課題の目標. 出典の文章を「まずはタイトーのダライアス。」のある箇所から書き写し、「ても有利なはずだ」それで今の内にケージに入れて良い状態を保とうと決意しました。」の直後で止めてください。その際、「プチプチ」は「緩衝材」に変えること。

出典の文章.
————

古いゲーム基板を久々に起動すると、ゲームが立ち上がらなかったり、立ち上がったけど何かヘン
(画像がバグっている、音声が出ない)と言う事があります。これは本当に壊れている事もありま
すが、多くの場合ROMや基板結合部の接触不良です。主催者の場合、1年に一回ぐらいは手持ちの
基板の起動試験を行うのですが、調子の悪い基板はほぼ決まっています。そのたびに接触が怪しい
部分の結合をしなおします。20分ぐらいいじっていると最終的にはいつも正常になるのですが、起
動の度に「ああ、またか」とイヤな気分になります。常に安定起動してほしいものです。

そんな中、別のコーナーゲーム基板を自己修理 4の記事の中で「スターウォーズ基板を専用ケージ
に入れたら背景の星が出ない不具合も直ってしまいました」と書きました。基板をケージに入れる
事により、基板がたわまなくなり接触が安定したのです。しかもその後は星が出ない不具合は一度
も発生していません。そこで決心しました。たわみやすい大型の基板とか、接触不良が出るクセの
付いた基板はケージを作って入れてしまおう。

■ タイトー ダライアス用のケージ

まずはタイトーのダライアス。主催者が現在持っている基板は実は2代目。最初のは購入してすぐ
に起動、10分ぐらいは良かったものの30分も経たない内に画像がバグり始めました。具体的には
ボス手前の泡が”♯”の文字になっていました。それで購入した基板屋に送り返して修理を依頼した
のですが、結局「うちでは修理不能」と言われてしまいました。そのダライアス基板は各ボードの
保持が緩く、ギシギシとたわみますし基板自体もくたびれた感じでした。その後、再入手したのが
今持っているやつなのですが、こちらはたわみも無く、基板自身も美品です。それで考えました。
「今は良好でもこれをそのままプチプチに包んで収納すると、その内たわんできて不具合の原因に
なるのでは?ケージに入れてしまえばしっかり保持されるし、静電気や取り扱い上の不注意に対し
ても有利なはずだ」それで今の内にケージに入れて良い状態を保とうと決意しました。

さて、製作を決意したらケージの構造を考えます。ダライアスの基板は大きいので、鉄板で完全に
囲うと大きいわ重いわで大変そう。なので今回は枠だけのフレームにします。下の写真が製作した
フレームの上下。上下を繋ぐ部分は、実際に基板をあてがって決定します。なお、本来これにパン
チングメタルを貼ると本当のケージになるのですが、そんなでかいパンチングメタルの手持ちはな
いし、個人使用ですから枠だけで行きます。

————

データ一覧.
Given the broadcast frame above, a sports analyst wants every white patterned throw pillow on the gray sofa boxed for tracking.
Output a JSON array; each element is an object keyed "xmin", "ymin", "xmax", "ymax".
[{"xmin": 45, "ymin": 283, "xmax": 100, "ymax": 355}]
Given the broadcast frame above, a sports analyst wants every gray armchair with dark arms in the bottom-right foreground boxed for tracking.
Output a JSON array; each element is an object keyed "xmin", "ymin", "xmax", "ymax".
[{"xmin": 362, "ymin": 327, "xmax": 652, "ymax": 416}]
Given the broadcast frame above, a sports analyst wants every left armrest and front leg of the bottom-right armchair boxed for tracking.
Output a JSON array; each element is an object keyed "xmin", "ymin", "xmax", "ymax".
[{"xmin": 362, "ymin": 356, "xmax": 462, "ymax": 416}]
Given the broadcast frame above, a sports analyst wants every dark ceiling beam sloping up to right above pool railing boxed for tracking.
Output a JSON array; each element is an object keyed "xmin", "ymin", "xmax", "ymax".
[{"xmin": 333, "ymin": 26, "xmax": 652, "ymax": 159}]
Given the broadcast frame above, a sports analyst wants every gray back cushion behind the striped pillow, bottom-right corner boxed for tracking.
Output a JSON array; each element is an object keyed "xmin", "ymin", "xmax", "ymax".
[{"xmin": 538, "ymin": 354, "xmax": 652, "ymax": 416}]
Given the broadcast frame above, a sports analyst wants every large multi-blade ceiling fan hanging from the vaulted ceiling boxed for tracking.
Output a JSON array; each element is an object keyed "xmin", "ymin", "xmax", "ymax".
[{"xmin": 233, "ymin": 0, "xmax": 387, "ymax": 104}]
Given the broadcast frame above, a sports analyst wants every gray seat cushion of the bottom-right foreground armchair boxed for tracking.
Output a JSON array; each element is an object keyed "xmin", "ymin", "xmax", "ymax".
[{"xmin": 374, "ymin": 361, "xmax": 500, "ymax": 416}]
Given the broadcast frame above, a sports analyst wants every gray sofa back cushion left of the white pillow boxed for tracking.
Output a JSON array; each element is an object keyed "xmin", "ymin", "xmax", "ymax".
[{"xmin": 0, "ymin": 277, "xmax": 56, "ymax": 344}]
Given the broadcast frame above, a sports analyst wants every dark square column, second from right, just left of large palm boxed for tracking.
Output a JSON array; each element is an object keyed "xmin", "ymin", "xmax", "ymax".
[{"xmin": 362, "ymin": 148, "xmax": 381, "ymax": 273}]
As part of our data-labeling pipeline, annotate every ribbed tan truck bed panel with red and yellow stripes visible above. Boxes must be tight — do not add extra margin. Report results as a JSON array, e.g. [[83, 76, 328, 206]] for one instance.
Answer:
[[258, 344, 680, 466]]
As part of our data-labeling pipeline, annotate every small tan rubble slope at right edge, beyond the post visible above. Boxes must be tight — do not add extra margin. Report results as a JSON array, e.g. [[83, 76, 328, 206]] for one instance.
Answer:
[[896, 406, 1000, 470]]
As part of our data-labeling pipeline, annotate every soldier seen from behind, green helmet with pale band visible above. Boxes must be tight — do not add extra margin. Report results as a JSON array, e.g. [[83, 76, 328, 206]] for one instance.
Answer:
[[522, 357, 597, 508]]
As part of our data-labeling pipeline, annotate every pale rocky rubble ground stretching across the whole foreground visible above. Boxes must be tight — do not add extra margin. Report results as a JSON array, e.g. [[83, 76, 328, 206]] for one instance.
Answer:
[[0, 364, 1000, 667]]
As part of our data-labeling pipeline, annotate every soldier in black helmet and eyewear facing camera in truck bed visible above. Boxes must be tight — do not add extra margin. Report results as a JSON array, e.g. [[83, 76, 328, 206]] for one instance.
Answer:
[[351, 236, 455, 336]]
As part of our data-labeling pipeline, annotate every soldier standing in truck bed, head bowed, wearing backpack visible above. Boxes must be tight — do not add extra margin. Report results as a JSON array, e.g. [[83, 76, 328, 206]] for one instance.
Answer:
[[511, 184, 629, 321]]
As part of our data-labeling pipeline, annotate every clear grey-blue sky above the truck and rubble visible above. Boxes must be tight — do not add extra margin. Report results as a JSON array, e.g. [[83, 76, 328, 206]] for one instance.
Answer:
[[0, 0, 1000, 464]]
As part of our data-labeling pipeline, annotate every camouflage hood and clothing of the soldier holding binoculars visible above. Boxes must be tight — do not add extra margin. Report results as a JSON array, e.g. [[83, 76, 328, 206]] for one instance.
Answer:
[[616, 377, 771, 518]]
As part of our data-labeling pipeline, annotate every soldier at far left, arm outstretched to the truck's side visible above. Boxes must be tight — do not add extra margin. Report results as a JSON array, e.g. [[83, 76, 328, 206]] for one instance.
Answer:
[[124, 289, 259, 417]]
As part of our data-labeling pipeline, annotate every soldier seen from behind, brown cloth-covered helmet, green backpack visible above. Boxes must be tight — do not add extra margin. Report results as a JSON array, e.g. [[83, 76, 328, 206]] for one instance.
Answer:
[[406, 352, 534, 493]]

————

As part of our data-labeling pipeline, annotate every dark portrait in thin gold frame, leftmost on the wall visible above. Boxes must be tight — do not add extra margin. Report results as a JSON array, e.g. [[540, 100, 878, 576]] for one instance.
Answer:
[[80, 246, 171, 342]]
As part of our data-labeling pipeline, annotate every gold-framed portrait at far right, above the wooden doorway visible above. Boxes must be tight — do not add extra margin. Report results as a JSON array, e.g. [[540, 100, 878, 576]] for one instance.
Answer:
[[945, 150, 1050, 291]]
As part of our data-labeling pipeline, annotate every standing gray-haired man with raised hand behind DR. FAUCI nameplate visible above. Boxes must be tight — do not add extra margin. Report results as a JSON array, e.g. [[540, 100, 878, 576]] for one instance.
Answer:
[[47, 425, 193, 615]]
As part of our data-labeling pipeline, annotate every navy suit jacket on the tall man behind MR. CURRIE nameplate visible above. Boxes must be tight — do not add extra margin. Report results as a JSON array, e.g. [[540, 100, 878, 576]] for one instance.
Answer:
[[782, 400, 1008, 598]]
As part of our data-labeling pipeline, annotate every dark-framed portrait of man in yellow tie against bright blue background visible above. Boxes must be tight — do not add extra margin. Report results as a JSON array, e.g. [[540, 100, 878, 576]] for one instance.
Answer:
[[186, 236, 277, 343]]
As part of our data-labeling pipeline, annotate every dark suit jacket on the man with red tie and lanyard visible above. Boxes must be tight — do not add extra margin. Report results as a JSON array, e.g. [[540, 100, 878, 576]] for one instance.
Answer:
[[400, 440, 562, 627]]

————

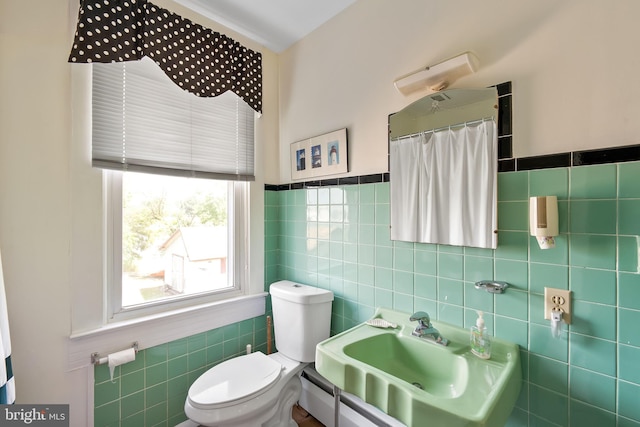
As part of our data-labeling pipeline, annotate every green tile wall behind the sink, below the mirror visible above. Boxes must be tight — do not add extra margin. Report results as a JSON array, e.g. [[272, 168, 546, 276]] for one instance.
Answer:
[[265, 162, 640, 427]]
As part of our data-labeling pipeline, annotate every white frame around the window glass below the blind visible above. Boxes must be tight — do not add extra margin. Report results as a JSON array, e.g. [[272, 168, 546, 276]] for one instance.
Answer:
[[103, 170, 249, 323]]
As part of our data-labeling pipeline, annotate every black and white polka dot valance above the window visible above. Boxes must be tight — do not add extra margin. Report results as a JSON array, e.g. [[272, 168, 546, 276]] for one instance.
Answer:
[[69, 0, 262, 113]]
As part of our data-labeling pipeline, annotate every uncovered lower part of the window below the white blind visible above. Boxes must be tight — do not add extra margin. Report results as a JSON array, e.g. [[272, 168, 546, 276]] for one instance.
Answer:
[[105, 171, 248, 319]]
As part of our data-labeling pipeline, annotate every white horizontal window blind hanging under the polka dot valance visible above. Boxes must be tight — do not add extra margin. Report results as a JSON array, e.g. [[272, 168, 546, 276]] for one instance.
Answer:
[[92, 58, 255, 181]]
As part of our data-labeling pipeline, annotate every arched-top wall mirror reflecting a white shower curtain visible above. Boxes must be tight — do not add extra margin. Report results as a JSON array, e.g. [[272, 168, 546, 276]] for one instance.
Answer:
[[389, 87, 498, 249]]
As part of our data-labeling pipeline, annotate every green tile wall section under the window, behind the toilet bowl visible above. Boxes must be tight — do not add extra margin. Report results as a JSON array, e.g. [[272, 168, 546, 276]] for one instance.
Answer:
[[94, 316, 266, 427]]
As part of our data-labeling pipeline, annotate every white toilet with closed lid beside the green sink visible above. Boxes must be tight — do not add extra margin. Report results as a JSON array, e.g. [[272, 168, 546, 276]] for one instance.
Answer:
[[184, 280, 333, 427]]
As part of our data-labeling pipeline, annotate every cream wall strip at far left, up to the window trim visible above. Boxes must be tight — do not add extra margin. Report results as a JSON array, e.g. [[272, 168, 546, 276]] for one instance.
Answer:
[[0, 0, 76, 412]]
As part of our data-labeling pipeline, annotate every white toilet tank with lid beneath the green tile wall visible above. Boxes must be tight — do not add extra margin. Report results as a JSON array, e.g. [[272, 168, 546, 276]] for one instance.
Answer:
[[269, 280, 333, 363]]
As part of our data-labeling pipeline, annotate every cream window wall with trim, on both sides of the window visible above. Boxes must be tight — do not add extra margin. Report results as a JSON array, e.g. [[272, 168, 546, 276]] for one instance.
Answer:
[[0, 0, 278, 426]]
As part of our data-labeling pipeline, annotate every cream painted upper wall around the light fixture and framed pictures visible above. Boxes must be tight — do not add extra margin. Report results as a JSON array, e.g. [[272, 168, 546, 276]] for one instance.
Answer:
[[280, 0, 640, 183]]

————

解答.
まずはタイトーのダライアス。主催者が現在持っている基板は実は2代目。最初のは購入してすぐ
に起動、10分ぐらいは良かったものの30分も経たない内に画像がバグり始めました。具体的には
ボス手前の泡が”♯”の文字になっていました。それで購入した基板屋に送り返して修理を依頼した
のですが、結局「うちでは修理不能」と言われてしまいました。そのダライアス基板は各ボードの
保持が緩く、ギシギシとたわみますし基板自体もくたびれた感じでした。その後、再入手したのが
今持っているやつなのですが、こちらはたわみも無く、基板自身も美品です。それで考えました。
「今は良好でもこれをそのまま緩衝材に包んで収納すると、その内たわんできて不具合の原因に
なるのでは?ケージに入れてしまえばしっかり保持されるし、静電気や取り扱い上の不注意に対し
ても有利なはずだ」それで今の内にケージに入れて良い状態を保とうと決意しました。